**WORK TO BE COMPLETED:**
Can you quote word for word the passage in the Accra Eco-Park article starting at "The first phase" and ending at "for 10 years."?

$1.2 billion Accra Eco-Park Project takes off
The sod was cut yesterday for the construction of the $1.2 billion ecotourism project in Accra by the Forestry Commission and its private partner, Aikan Capital Limited. That followed the settling of the legal tussle that threatened the project.
Scheduled to be completed between five and seven years, it is expected to dramatically improve the Achimota Forest, curtailing encroachment and eliminating the domestic and industrial waste dumped inside it.
The first phase of the Accra Eco-Park Project, the city’s only green belt, will be completed in 24 months. It will add to the country’s major national parks—Kakum in the Central Region and Mole in the Northern Region.
The lease agreement allows Aikan Capital to design, build and operate the facility for 10 years.
The project involves the construction of amusement parks, orchards, arboretum, wildlife safaris, museums, eco-commercial enclaves and eco-lodges but with little disruption in the natural vegetation as possible. It will also have a spiritual enclave to cater for spiritual/worship activities that bring more than 180,000 people annually to the Achimota Forest.
Apart from the recreational facilities, the development partners have plans for conference rooms with high seating capacities targeted at corporate bodies. They will be sited outside the main forest area.

**GIVEN ENTRIES:**
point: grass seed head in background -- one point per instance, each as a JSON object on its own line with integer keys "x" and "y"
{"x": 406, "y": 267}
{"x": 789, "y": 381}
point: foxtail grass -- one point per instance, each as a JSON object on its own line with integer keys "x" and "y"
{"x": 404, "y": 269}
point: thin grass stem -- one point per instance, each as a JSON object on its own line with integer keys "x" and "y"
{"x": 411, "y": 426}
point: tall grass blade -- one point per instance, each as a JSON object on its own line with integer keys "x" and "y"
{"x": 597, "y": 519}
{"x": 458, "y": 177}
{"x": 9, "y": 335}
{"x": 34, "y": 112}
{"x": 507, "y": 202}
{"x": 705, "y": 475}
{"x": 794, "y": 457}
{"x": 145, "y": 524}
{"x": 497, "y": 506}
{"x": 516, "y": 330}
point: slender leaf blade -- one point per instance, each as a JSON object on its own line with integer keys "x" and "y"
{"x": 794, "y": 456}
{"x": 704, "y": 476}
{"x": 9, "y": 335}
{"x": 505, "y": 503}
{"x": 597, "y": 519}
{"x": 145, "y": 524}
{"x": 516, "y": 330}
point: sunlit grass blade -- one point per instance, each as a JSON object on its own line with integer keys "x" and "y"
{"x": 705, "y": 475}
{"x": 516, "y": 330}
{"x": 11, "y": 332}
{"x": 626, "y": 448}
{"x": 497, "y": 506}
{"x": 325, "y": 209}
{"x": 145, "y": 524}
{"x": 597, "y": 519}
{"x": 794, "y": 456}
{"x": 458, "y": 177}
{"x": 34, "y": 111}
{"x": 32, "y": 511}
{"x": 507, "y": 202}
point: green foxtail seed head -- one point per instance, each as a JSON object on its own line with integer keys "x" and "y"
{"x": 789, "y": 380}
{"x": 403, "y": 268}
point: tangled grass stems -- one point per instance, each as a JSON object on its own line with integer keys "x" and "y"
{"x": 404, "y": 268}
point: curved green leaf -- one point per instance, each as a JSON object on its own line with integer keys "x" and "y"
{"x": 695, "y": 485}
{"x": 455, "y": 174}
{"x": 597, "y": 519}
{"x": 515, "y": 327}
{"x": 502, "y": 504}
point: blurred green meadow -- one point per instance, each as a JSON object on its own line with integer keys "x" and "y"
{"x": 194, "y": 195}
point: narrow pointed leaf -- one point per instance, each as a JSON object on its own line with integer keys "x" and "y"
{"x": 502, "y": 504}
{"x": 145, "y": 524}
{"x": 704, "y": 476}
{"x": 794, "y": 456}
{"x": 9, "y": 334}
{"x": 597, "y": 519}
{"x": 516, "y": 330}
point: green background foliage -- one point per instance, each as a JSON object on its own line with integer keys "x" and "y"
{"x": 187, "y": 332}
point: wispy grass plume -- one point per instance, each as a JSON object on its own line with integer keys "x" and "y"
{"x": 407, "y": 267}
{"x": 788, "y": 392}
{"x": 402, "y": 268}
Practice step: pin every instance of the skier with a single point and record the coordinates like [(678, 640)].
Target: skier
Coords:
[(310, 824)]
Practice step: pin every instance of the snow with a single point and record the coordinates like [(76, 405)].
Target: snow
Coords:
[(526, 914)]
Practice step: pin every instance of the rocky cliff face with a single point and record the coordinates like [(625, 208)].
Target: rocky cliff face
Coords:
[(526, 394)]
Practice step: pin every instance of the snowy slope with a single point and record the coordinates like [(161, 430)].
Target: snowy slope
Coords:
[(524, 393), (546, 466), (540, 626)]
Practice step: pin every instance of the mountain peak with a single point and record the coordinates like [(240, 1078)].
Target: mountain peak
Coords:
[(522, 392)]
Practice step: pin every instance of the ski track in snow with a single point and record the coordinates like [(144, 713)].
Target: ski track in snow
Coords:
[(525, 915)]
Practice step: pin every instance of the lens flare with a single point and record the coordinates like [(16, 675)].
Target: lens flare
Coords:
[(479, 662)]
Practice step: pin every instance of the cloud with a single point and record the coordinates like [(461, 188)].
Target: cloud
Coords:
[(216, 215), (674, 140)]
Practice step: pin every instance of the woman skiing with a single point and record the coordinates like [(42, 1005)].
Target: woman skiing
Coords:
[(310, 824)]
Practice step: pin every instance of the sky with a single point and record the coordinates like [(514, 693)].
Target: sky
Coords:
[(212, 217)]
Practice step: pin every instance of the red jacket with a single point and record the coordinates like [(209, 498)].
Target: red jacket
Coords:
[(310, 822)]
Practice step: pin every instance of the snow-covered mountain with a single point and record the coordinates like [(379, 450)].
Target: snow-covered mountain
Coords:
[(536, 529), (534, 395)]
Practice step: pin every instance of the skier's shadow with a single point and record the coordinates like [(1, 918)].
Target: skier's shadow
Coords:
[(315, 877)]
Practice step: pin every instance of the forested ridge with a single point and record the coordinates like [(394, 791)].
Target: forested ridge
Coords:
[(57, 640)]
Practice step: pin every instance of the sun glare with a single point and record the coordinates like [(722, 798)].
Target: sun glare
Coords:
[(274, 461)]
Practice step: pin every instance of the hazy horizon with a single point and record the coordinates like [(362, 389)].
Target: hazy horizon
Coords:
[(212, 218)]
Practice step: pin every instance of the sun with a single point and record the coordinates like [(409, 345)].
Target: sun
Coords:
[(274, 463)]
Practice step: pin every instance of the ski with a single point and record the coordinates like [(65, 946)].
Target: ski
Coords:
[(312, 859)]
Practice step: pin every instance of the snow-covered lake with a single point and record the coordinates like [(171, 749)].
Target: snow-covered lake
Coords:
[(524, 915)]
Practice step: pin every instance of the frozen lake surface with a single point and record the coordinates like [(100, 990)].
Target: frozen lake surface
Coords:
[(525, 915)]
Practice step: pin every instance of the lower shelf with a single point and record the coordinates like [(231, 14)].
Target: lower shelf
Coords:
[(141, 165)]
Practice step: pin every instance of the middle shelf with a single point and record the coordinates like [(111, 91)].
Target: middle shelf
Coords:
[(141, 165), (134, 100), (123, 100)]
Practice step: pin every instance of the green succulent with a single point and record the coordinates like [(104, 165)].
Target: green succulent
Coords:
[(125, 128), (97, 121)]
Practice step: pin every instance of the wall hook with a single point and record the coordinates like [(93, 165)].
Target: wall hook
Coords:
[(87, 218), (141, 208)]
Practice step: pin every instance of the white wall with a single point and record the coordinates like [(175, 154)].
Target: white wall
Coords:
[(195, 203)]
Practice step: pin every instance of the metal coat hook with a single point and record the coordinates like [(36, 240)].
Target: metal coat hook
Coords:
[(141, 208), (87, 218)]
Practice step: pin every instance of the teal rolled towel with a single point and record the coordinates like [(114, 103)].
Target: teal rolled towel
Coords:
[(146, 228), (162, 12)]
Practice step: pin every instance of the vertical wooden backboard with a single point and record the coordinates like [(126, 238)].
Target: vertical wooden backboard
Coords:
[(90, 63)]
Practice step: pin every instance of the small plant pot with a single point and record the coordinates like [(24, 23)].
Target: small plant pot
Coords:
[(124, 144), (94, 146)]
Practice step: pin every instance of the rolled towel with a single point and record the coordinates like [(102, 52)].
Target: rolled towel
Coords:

**EXERCISE RESPONSE:**
The first phase of the Accra Eco-Park Project, the city’s only green belt, will be completed in 24 months. It will add to the country’s major national parks—Kakum in the Central Region and Mole in the Northern Region.
The lease agreement allows Aikan Capital to design, build and operate the facility for 10 years.